What to work on
Filter the records below, keeping only the lines that contain the word "front". Case counts, so match only that exact capitalization.

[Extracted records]
((
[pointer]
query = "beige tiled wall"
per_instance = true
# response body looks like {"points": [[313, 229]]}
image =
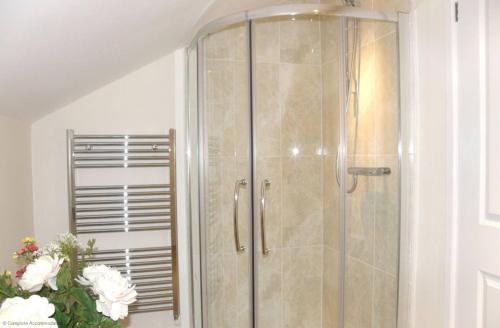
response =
{"points": [[373, 208]]}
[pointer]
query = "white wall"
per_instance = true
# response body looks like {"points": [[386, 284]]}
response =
{"points": [[15, 188], [141, 102], [431, 48]]}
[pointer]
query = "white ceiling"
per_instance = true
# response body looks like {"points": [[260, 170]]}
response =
{"points": [[52, 52]]}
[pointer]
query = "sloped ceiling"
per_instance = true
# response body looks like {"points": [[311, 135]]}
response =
{"points": [[53, 52]]}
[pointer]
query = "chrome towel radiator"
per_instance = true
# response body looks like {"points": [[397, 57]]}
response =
{"points": [[125, 208]]}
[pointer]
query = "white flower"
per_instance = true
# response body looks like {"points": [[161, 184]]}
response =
{"points": [[43, 270], [113, 290], [91, 273], [35, 309]]}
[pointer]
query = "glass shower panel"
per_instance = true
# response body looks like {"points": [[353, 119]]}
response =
{"points": [[373, 179], [226, 228], [295, 115]]}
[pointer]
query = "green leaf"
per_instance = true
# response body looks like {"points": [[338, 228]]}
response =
{"points": [[63, 319], [64, 279], [83, 298]]}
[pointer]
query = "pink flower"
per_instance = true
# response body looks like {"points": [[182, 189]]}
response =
{"points": [[32, 247], [20, 272]]}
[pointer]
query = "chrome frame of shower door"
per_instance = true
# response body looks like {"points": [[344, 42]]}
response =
{"points": [[194, 149]]}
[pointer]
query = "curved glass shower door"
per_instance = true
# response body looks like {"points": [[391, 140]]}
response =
{"points": [[296, 179], [223, 64], [296, 124]]}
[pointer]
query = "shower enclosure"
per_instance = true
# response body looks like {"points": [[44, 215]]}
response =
{"points": [[294, 173]]}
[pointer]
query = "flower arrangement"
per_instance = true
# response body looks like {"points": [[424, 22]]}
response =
{"points": [[52, 289]]}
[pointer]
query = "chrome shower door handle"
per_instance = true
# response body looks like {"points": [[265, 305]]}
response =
{"points": [[266, 183], [242, 182]]}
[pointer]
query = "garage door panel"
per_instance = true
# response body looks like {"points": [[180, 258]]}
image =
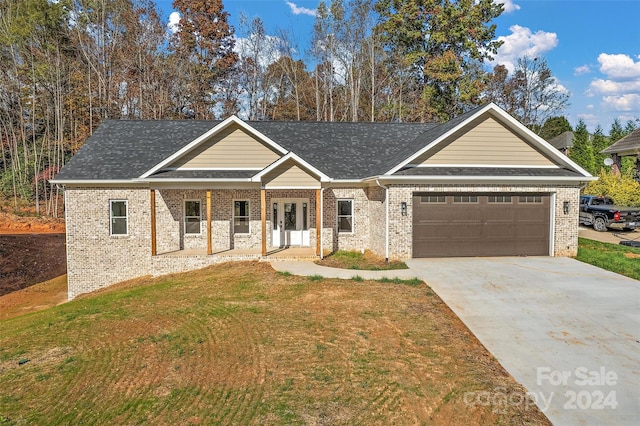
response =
{"points": [[492, 225]]}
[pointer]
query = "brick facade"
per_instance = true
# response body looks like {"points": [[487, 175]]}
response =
{"points": [[97, 259]]}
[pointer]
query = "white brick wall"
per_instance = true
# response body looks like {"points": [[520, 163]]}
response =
{"points": [[96, 260]]}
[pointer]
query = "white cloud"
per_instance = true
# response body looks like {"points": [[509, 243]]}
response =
{"points": [[174, 19], [296, 10], [619, 66], [620, 89], [627, 102], [582, 70], [523, 42], [509, 5]]}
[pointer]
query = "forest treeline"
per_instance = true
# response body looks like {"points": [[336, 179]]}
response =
{"points": [[67, 65]]}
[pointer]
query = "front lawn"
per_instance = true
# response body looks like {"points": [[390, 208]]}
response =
{"points": [[360, 261], [612, 257], [238, 343]]}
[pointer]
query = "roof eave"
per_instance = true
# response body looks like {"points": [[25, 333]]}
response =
{"points": [[483, 179]]}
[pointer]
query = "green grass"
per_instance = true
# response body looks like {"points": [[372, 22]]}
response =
{"points": [[241, 344], [356, 260], [612, 257]]}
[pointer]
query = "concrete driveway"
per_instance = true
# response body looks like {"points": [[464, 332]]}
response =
{"points": [[569, 332]]}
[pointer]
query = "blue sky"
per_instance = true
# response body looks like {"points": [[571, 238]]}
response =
{"points": [[591, 46]]}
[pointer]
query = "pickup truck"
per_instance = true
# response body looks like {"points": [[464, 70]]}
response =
{"points": [[602, 213]]}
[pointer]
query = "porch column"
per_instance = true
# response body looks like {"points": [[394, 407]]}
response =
{"points": [[154, 250], [263, 215], [209, 237], [318, 222]]}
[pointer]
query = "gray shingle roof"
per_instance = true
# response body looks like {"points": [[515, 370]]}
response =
{"points": [[486, 171], [629, 145], [121, 150]]}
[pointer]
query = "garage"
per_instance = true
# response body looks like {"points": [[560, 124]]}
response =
{"points": [[475, 224]]}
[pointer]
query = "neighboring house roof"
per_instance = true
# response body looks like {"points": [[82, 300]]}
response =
{"points": [[563, 141], [629, 145], [164, 150]]}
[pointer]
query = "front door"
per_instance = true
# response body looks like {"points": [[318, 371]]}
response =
{"points": [[291, 225]]}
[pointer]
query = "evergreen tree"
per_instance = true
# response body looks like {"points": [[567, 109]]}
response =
{"points": [[555, 126], [599, 142], [582, 150]]}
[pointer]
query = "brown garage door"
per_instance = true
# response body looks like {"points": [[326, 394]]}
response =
{"points": [[450, 225]]}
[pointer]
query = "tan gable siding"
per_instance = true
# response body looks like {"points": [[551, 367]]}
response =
{"points": [[289, 175], [488, 143], [231, 148]]}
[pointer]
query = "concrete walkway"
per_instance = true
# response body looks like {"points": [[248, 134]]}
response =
{"points": [[568, 331], [310, 268]]}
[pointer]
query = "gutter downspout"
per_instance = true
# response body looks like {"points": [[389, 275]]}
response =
{"points": [[386, 221], [321, 221]]}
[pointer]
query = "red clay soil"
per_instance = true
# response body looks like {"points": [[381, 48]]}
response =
{"points": [[32, 250]]}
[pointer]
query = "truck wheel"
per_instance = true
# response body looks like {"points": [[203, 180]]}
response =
{"points": [[599, 224]]}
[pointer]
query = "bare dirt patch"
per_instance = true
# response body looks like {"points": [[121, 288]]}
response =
{"points": [[14, 224], [34, 298], [27, 259], [241, 344]]}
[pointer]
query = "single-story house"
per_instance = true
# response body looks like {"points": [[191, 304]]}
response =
{"points": [[157, 197]]}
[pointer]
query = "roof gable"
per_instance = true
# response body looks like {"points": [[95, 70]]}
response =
{"points": [[230, 148], [628, 145], [484, 142], [203, 149], [440, 137]]}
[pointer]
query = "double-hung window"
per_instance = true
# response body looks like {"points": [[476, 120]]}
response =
{"points": [[345, 215], [241, 217], [192, 217], [118, 217]]}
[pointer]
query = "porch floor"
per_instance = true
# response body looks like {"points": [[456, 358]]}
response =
{"points": [[287, 253]]}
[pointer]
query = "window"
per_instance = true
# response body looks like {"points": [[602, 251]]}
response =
{"points": [[305, 213], [499, 199], [465, 199], [433, 199], [192, 217], [118, 217], [241, 217], [274, 218], [530, 199], [345, 215]]}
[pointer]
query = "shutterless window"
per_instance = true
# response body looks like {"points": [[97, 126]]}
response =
{"points": [[530, 199], [118, 217], [499, 198], [241, 217], [345, 215], [192, 217], [433, 199], [465, 199]]}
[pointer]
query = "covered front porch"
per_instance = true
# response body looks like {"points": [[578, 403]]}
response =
{"points": [[236, 223]]}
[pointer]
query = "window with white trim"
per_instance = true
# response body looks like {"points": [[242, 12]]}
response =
{"points": [[499, 199], [465, 199], [345, 216], [118, 217], [530, 199], [192, 217], [241, 217]]}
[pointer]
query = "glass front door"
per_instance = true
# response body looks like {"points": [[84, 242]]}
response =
{"points": [[291, 225]]}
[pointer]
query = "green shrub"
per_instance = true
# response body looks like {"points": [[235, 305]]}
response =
{"points": [[624, 190]]}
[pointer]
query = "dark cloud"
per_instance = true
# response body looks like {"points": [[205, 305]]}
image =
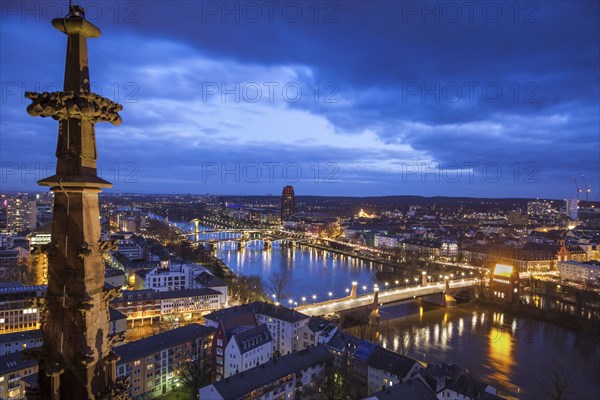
))
Solution for this exercise
query = "front lawn"
query = "front door"
query = "covered front porch"
query = "glass front door"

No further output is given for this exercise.